━━━━━ Records provided ━━━━━

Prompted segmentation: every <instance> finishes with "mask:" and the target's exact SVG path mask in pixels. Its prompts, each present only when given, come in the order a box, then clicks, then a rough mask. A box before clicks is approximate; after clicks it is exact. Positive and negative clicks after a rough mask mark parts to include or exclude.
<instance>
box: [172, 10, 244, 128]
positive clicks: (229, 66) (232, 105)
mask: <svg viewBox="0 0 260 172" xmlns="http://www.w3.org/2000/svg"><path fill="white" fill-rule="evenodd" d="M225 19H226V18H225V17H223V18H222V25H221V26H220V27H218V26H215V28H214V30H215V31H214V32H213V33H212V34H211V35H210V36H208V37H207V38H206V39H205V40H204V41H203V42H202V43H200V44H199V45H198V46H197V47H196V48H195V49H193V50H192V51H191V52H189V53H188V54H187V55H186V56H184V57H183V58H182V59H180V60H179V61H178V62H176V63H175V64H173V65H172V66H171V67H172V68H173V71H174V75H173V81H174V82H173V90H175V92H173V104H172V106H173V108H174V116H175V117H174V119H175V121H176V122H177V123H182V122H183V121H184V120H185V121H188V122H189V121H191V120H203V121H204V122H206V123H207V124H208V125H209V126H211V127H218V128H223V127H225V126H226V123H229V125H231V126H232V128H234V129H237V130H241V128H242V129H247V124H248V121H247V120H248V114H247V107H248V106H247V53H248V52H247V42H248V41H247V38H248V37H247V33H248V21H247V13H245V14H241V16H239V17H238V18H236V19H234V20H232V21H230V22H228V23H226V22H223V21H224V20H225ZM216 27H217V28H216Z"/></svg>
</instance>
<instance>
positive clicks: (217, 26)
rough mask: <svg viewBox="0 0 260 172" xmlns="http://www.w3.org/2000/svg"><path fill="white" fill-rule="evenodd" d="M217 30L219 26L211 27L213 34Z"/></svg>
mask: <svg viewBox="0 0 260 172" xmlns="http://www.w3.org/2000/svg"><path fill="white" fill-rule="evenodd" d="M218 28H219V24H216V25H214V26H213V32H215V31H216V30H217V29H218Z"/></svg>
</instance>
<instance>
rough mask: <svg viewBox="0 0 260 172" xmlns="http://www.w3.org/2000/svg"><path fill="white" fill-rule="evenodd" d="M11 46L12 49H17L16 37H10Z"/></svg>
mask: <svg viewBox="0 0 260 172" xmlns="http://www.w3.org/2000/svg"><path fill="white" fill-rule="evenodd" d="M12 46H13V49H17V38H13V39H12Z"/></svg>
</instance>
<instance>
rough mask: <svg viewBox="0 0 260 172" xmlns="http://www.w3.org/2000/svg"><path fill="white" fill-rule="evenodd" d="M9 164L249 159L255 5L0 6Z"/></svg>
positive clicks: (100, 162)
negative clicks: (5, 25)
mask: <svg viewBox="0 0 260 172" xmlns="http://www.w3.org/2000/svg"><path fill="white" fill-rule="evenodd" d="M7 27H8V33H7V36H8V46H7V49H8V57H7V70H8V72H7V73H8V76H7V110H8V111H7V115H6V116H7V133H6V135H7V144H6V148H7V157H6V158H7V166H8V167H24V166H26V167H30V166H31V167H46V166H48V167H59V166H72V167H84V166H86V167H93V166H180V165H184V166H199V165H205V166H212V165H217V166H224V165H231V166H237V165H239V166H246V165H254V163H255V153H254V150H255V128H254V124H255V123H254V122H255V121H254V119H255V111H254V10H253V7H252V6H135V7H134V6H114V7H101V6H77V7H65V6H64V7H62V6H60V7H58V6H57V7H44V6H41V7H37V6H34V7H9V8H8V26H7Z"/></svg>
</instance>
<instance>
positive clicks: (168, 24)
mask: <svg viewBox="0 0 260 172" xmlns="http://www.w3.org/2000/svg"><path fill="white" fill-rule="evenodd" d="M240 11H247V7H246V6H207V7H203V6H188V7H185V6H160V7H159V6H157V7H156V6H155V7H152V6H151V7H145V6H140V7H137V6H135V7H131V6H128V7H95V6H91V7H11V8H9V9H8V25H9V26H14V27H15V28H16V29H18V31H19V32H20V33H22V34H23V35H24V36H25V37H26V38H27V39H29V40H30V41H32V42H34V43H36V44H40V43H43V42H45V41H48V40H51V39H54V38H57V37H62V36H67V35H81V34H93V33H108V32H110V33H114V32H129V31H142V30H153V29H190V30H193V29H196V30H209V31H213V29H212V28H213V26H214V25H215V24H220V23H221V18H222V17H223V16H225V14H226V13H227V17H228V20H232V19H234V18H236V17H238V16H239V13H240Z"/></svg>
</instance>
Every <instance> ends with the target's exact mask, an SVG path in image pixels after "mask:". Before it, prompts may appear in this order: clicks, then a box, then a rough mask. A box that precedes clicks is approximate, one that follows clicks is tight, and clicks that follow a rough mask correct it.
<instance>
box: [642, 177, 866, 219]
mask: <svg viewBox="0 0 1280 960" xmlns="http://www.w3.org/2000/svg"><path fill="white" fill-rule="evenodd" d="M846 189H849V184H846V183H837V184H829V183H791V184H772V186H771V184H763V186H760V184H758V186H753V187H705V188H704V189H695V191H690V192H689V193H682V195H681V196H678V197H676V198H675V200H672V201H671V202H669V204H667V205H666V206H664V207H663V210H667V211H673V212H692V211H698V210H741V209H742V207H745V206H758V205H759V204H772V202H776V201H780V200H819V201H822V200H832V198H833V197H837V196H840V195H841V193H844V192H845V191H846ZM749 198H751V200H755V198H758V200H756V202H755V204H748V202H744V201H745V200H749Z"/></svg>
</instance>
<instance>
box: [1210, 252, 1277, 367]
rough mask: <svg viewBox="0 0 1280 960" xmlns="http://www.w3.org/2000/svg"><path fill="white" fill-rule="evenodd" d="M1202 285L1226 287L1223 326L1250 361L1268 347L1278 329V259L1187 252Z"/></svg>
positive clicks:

━━━━━

Task objective: Switch "Prompted segmentation" to "Interactive segmentation" in the data, starting at the beginning and ending at the line containing "positive clicks: (229, 66) (232, 105)". Reproduce only those lines and leave everything else in them unchanged.

Response below:
Interactive segmentation: every <instance> finishes with "mask:" and the target's exact SVG path mask in pixels. Its prompts, each present only when given, come in the order a box, then clicks, then a rough mask. A box before clicks is approximate; after clicks it is exact. Positive and negative clicks after a rough mask mark parts to include or exclude.
<instance>
box: [172, 10, 244, 128]
positive clicks: (229, 66) (232, 105)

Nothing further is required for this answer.